# Short exercise:
Answer these from the passage on confidence tiers and causal inference:
1. What records are used to measure grievance response times?
2. What 90% range is reported for lives saved in 2024?
3. How many lives saved does the before/after comparison claim?

# Document passage:
Confidence Tiers and Epistemic Humility
Not all KPIs have equal certainty: Some metrics well-measured (sensor uptime); others estimated with substantial uncertainty (lives saved counterfactually).
GCRI approach: Assign confidence tiers to KPIs, communicate uncertainty transparently.
Tier 1 – High confidence (direct measurement, minimal inference):
- System uptime (server logs)
- Validation timeliness (timestamp logs)
- Grievance response times (database records)
- Sensor coverage (inventory)
Tier 2 – Medium confidence (requires some inference/modeling):
- Forecast accuracy (observed events vs forecasts; but some events may not be fully observed)
- Protection latency (requires matching forecast timestamps to action reports; some actions undocumented)
- Early warning coverage (surveys have sampling error; self-reported access may differ from actual)
Tier 3 – Lower confidence (substantial counterfactual estimation):
- Lives saved (requires counterfactual model of what would have happened)
- Economic losses avoided (requires baseline loss model)
- Displacement prevented (requires migration model)
Reporting format:
Lives saved (2024): 12,400 [90% CI: 8,200 - 18,100] (Tier 3)
Methodology: Counterfactual model comparing actual mortality to baseline
vulnerability × hazard intensity, validated against historical events
Confidence: Lower (model uncertainty ±35%)
Sensitivity: Result sensitive to assumptions about baseline vulnerability;
best estimate uses conservative assumptions
Why transparency matters:
- Credibility: Acknowledging uncertainty builds trust more than false precision
- Accountability: Clear about what we know vs estimate
- Learning: Understanding uncertainty helps prioritize where to improve measurement
Mechanism III: Counterfactuals and Causal Inference
The Fundamental Problem of Causal Inference
Counterfactual question: What would have happened without the intervention?
Fundamental problem: Cannot observe both realities—can’t have intervention AND no intervention in same place/time. We observe one; must estimate the other.
Naive approach – Before/after comparison:
Mortality before early warning: 500 deaths/year
Mortality after early warning: 100 deaths/year
Claimed impact: 400 lives saved
Problem: Many confounders (things that changed beyond intervention):
- Maybe hazard intensity decreased (fewer/weaker cyclones)
- Maybe overall development increased (better housing, healthcare)
- Maybe population moved away from high-risk areas
- Maybe other programs also contributing
Before/after comparison conflates:
- Intervention effect (what we want to measure)

# Data segment:
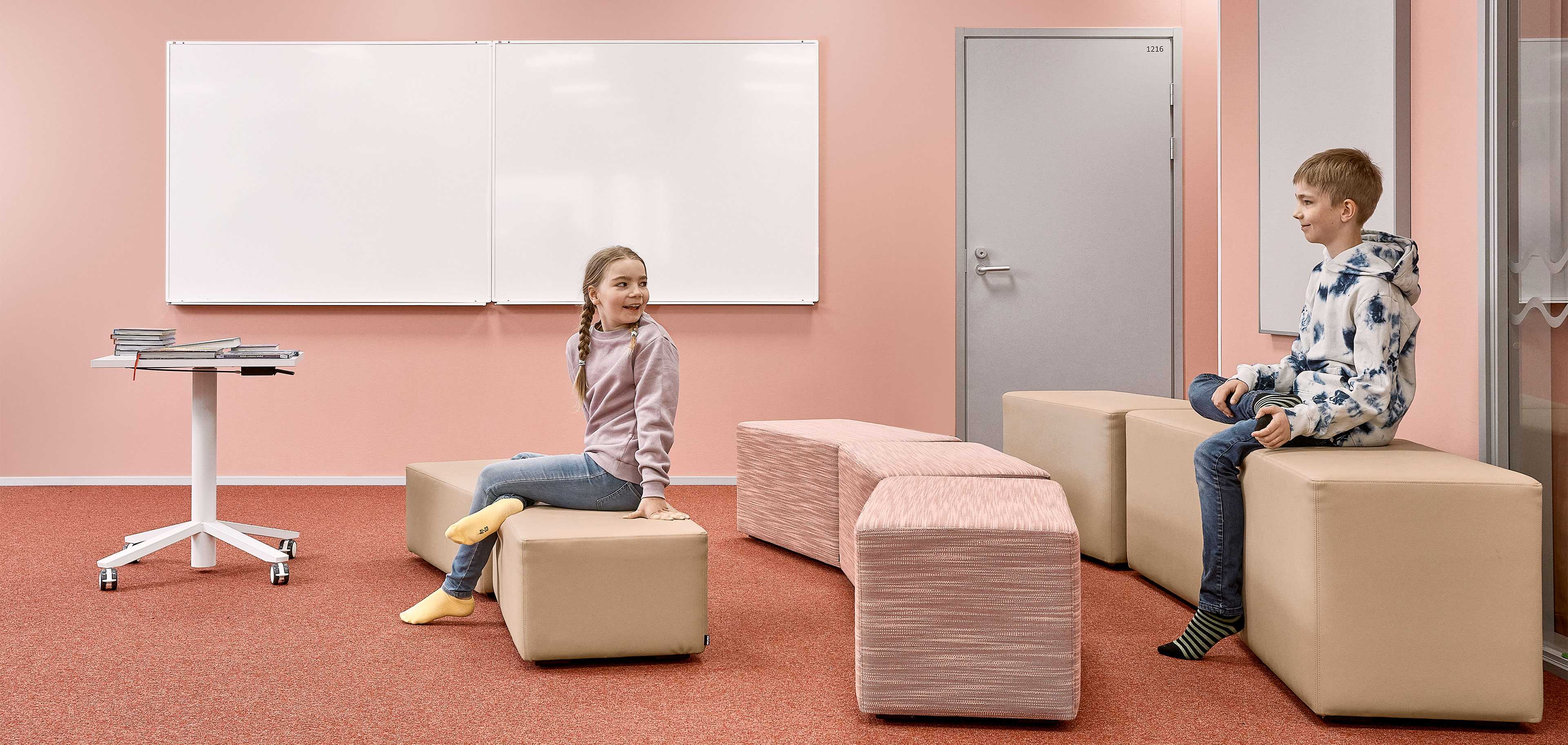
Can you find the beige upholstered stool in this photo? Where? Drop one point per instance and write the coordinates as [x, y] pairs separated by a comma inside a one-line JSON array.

# Response below:
1. Database records.
2. 8,200 to 18,100.
3. 400.